What this task involves » Format every entry below as a two-column CSV with the header row instruction,response, writing one row per entry. Put the entry's text under instruction and its answer under response, each in a single double-quoted field with line breaks replaced by spaces.

Records supplied »
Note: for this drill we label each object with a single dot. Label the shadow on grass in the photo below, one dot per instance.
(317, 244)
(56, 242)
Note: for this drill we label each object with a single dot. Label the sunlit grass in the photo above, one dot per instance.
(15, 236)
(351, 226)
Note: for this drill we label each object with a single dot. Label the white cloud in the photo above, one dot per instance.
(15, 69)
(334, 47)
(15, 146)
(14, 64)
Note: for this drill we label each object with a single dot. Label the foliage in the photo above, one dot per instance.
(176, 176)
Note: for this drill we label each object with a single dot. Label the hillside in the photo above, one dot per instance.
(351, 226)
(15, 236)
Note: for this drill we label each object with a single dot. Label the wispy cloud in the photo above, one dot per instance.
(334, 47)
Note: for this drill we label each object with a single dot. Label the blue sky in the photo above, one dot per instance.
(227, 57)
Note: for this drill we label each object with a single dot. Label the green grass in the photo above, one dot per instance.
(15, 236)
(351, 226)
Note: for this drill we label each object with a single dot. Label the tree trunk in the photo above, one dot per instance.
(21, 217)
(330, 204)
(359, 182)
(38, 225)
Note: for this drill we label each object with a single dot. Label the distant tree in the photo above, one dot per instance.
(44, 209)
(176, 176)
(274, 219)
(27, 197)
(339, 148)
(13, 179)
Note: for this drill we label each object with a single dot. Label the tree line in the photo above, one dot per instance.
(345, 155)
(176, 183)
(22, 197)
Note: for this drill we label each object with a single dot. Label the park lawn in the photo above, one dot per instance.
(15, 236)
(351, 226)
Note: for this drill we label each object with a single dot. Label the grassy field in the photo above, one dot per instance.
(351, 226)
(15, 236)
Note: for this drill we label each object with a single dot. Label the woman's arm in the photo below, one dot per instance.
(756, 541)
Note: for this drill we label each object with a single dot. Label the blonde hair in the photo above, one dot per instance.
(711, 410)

Finished answer »
instruction,response
"Note: for this drill we label each object with a single dot. Label the shadow on grass in the photo below, one dot per instance.","(317, 244) (56, 242)"
"Note: for this drill we label each object with a single dot. Label the sunlit grass in the photo above, one dot per instance.","(15, 236) (351, 226)"
"Note: for this drill we label each object with a single dot. Label the white cloud in the photo above, one dot per instance.","(15, 69) (334, 47) (15, 146) (14, 64)"
"Note: for this drill we label each object with a single dot. Label the foliage in the photo above, one dot per instance.","(176, 176)"
"Note: for this drill we label each object with a single dot. Label the hillside in the photo above, one dot per instance.","(351, 226) (15, 236)"
"Note: for this drill we label each object with a single dot. Label the wispy cloud in the photo above, one dot per instance.","(334, 47)"
"Note: for this drill we label each object with a single dot. Label the blue sky in the photo above, one dot per instance.","(227, 57)"
"Note: for this drill we label each object with a single dot. Label the green grass in the photo above, one dot per instance.","(15, 236) (351, 226)"
"Note: for this drill we label each object with a single dot. Label the tree trunk in the photo above, one dot per instance.","(21, 217) (330, 204) (359, 182) (38, 225)"
"Note: for this drill we label each object with a single dot. Label the distant tree in the photo above, one dot per instance.","(44, 209) (176, 176) (274, 219) (27, 197) (339, 148) (13, 179)"
"Note: for this drill we label each object with a single dot. Label the tree line in the photo above, one dot per instance.","(345, 155) (176, 183) (22, 197)"
"Note: for this drill we label each object with a single dot. Label the park lawn in the photo above, one dot per instance.","(15, 236) (351, 226)"
"Note: for this drill we label each object with a single dot. Label the grassy field in the photo above, one dot per instance.","(351, 226) (15, 236)"
"Note: for this drill we label each object with a single dot. Label the woman's arm in the photo below, one dot per instance.","(756, 541)"
"Note: for this drill we label each object with a single dot. Label the blonde hair in the photo above, one dot per instance.","(711, 410)"